● RECORD EXTRACTS:
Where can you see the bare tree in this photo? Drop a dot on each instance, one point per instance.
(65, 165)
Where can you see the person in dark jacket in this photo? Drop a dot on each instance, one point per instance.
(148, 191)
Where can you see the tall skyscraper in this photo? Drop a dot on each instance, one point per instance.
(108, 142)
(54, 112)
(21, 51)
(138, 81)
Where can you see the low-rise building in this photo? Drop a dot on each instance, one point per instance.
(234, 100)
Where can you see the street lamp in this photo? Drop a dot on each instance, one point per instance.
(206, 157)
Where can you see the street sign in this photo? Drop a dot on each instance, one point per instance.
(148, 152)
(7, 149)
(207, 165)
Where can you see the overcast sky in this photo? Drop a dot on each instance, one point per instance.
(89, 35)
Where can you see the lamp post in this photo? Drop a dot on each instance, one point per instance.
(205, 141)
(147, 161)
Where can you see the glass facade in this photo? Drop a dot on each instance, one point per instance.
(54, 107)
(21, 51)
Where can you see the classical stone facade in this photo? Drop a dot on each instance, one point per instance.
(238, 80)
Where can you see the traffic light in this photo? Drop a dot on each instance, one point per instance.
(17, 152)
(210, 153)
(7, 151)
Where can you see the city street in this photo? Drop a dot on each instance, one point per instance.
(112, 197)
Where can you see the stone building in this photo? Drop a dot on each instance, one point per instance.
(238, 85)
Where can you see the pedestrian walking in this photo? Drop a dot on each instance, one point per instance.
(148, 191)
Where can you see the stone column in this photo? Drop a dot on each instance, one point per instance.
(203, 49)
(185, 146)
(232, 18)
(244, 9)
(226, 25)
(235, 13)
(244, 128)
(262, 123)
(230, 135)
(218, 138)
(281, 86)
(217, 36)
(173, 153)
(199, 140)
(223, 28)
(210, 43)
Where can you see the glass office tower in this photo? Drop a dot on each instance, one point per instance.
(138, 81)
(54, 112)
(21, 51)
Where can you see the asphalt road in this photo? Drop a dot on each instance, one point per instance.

● REQUIREMENT:
Transcribe every record above word for word.

● ANSWER BELOW:
Where can you see the bare tree in this photo? Drop a dot on each instance, one point per instance.
(65, 165)
Where can you see the person in dark jacket in this photo? Drop a dot on each instance, one point per instance.
(148, 191)
Where can you see the tall skyscraper in this photo? Drop a dot on each instance, one point per instance.
(108, 142)
(54, 112)
(21, 51)
(138, 81)
Where can you see the low-rise building in this photo? Drop a dot on each instance, one point per instance.
(234, 100)
Where can you see the street lamp in this photo? Drop a dot on each instance, one point per instance.
(206, 157)
Where can you see the street sign in this photo? Drop a dot on each instance, one point per instance.
(148, 152)
(7, 149)
(207, 165)
Where can you see the overcast sky in this photo? Drop a dot on each instance, one point per instance.
(89, 35)
Where can you see the lamp post in this photo? Drop a dot on each instance, one point per instance.
(205, 141)
(147, 161)
Where can you see the glass facade in this photo? Drop a dot on each instance, one point per instance.
(54, 107)
(21, 51)
Where can you see the classical stone facade in this photo? Drop a dot on each instance, one point per instance.
(238, 80)
Where can you see the traffic light in this photo? Drop a dot on each instance, one point per instance.
(17, 152)
(210, 153)
(7, 151)
Where can you see the city street in this photo? Drop a dot on each instance, one point per instance.
(112, 197)
Where can you see the stone building in this photo? Drop a dot on each instance, one point per instance.
(238, 85)
Where can you see the pedestrian walking in this photo? Drop a dot on each instance, one point per instance.
(148, 191)
Where can you see the stone column in this photo? Drop a dot on each instance, one point per instance.
(203, 49)
(185, 146)
(232, 18)
(244, 9)
(226, 25)
(235, 13)
(244, 128)
(262, 123)
(230, 135)
(218, 138)
(281, 86)
(217, 36)
(173, 153)
(199, 140)
(223, 28)
(210, 43)
Where can you see the glass office tower in this photo? Drop a dot on each instance, one point per instance.
(138, 81)
(54, 112)
(21, 51)
Where can you see the asphalt road in this photo? Drop a dot on each instance, one point per instance.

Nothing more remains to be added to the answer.